DOCUMENT SEGMENT:
/stanza-batch

Batching utility for Stanza

Primary LanguagePythonApache License 2.0Apache-2.0

stanza-batch

CI Codecov License

PyPi Supported Python Versions

Quick links

  1. Introduction
  2. Installation
  3. Edge cases
  4. Handling Out Of Memory (OOM) errors
  5. Developing/Testing
  6. Memory management
  7. Acknowledgements

Introduction

Currently supports Stanza version 1.1.1 and 1.2.0

Is a batching utility for Stanza making processing documents/texts with Stanza quicker and easier. The current recommendation for batching by Stanza is to concatenate documents together with each document separated by a blank line (\n\n). This way of batching has one main drawback:

  1. The return of processing this document is one Stanza Document with lots of sentences, thus you don't know where one document ends and another starts, easily.

This batching utility solves this problem, when given a list of documents, it will return a list of corresponding processed Stanza documents. Below we show a comparison of the current Stanza batching system and how batching works with this utility:

import stanza
from stanza.models.common.doc import Document
# Documents to process
document_1 = 'Hello how are you\n\nI am good thank you'
document_2 = 'This is a different document'
# Create the document batch
batch_document = '\n\n'.join([document_1, document_2])
# Download Stanza English model
stanza.download("en")
# stanza model
nlp = stanza.Pipeline(lang="en", processors="tokenize",)
stanza_batch = nlp(batch_document)
assert isinstance(stanza_batch, Document)
stanza_document = 'Hello how are you\n\nI am good thank you\n\nThis is a different document'
assert stanza_batch.text == stanza_document
assert len(stanza_batch.sentences) == 3

# Using Stanza Batch
from typing import List
from stanza_batch import batch
stanza_documents: List[Document] = []
for document in batch([document_1, document_2], nlp, batch_size=32): # Default batch size is 32
    stanza_documents.append(document)

DATASET ENTRIES:
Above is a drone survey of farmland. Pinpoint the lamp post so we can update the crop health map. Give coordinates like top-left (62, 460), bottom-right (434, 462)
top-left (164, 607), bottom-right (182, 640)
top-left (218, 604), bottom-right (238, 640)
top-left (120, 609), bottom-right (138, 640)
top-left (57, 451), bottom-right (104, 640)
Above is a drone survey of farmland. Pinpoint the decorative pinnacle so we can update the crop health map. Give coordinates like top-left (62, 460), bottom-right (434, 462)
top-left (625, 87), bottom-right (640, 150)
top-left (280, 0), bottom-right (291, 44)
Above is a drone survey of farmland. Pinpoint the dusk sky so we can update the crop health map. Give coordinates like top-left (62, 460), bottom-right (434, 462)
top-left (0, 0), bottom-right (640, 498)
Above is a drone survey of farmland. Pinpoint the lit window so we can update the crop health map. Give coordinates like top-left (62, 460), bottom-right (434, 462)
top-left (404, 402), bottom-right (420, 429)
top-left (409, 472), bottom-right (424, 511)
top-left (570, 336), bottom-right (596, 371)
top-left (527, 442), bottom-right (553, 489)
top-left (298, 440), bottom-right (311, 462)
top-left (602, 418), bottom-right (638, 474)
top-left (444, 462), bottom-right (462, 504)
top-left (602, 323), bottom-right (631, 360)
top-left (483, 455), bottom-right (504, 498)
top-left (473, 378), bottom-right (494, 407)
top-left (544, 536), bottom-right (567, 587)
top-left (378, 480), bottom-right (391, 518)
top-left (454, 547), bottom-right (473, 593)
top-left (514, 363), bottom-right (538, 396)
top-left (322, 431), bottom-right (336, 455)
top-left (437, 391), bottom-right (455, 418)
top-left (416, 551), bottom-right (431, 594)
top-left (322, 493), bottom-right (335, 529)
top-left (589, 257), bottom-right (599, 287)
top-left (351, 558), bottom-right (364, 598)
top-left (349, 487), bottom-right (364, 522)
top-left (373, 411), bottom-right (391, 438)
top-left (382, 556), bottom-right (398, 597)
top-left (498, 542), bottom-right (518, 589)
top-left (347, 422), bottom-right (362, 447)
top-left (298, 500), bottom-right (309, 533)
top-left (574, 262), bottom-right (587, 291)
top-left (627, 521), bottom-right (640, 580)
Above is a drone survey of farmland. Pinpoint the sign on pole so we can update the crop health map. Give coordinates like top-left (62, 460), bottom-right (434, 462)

PROBLEM: Carry on the stanza-batch README from the point at which it ends.

TASK ANSWER:
assert len(stanza_documents) == 2 # 2 Documents after processing
# Each document contains the same raw text after processing
assert stanza_documents[0].text == document_1 
assert stanza_documents[1].text == document_2
# Each document contains the expected number of sentences
assert len(stanza_documents[0].sentences) == 2
assert len(stanza_documents[1].sentences) == 1

As we can see above the new batch function yields corresponding processed documents from the given iterable [document_1, document_2]. Compared to the original version which only yields one processed document for all the documents in the iterable.

Installation

Requires Python 3.6.1 or later. As the package depends on Stanza which also depends on PyTorch we recommend that you install the version of PyTorch that suits your setup first (e.g. CPU or GPU PyTorch and then if GPU a specific CUDA version).

pip install stanza-batch

Edge cases

The way stanza-batch performs batching it does so by making use of the \n\n batching approaching, but it keeps track of the documents given to the batch process. However by making use of the \n\n batching approach and other assumptions it does come with some edge cases. All of these edge cases will mean that the length of the document in characters will be different as whitespace is removed from the documents, but content characters will not be removed:

Removal of whitespace at the start and end of documents

As we only keep track of token offsets any whitespace at the start or end of document will be removed:

import stanza
from stanza_batch import batch
# Download Stanza English model
stanza.download("en")
# stanza model
nlp = stanza.Pipeline(lang="en", processors="tokenize",)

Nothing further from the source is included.